▸ The task
Rewrite the items from the start through the line containing "[79,0,360,166]" as a Markdown table, omitting blank lines. Use two columns: Row, with a running row number, and Entry, with the line itself.
# start of Dataset
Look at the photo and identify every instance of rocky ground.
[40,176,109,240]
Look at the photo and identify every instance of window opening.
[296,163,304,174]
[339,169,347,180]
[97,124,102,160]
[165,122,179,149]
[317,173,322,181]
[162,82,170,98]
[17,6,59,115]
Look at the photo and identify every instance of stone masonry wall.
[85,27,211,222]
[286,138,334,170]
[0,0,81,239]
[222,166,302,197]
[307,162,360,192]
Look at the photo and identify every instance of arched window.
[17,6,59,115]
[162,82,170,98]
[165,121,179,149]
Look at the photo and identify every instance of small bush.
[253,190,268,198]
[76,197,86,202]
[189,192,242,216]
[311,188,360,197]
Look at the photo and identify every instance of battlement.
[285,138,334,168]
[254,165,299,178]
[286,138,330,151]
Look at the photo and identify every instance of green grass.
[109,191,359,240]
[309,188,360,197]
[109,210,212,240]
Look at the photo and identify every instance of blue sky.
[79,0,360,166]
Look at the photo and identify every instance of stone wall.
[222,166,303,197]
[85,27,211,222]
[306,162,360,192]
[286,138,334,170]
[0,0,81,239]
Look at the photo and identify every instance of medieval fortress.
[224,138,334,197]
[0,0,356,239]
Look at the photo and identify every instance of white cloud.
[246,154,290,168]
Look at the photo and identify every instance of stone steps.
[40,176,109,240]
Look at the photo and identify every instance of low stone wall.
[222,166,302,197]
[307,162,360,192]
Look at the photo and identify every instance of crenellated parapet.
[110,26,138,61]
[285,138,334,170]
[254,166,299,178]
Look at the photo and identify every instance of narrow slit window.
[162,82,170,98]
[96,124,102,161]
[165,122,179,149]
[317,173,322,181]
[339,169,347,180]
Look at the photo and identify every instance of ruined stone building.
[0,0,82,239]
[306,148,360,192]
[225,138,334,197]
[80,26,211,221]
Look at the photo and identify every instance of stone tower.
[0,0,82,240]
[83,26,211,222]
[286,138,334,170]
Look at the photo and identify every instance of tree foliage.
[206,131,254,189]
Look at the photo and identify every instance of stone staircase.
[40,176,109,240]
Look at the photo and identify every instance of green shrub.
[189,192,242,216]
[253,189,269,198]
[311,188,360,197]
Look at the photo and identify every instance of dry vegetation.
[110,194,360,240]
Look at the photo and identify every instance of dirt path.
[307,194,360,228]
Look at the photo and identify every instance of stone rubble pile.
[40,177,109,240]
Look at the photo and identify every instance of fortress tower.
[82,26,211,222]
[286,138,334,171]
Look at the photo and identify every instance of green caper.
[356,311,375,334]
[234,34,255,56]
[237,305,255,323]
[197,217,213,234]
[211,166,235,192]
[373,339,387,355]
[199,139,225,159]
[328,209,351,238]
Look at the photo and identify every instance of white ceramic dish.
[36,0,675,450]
# end of Dataset
▸ Result
| Row | Entry |
|---|---|
| 1 | Look at the photo and identify every instance of rocky ground. |
| 2 | [40,176,109,240] |
| 3 | Look at the photo and identify every instance of window opening. |
| 4 | [296,163,304,174] |
| 5 | [339,169,347,180] |
| 6 | [97,124,102,160] |
| 7 | [165,122,179,149] |
| 8 | [317,173,322,181] |
| 9 | [162,82,170,98] |
| 10 | [17,6,59,115] |
| 11 | Look at the photo and identify every instance of stone masonry wall. |
| 12 | [85,27,211,222] |
| 13 | [286,138,334,170] |
| 14 | [0,0,81,239] |
| 15 | [222,166,302,197] |
| 16 | [307,162,360,192] |
| 17 | Look at the photo and identify every instance of arched window. |
| 18 | [17,6,59,115] |
| 19 | [162,82,170,98] |
| 20 | [165,121,179,149] |
| 21 | Look at the photo and identify every instance of small bush. |
| 22 | [253,190,268,198] |
| 23 | [76,197,86,202] |
| 24 | [189,192,242,216] |
| 25 | [311,188,360,197] |
| 26 | Look at the photo and identify every instance of battlement. |
| 27 | [285,138,334,168] |
| 28 | [254,165,299,178] |
| 29 | [286,138,330,151] |
| 30 | Look at the photo and identify every instance of green grass. |
| 31 | [109,191,359,240] |
| 32 | [309,188,360,197] |
| 33 | [109,210,212,240] |
| 34 | Look at the photo and identify every instance of blue sky. |
| 35 | [79,0,360,166] |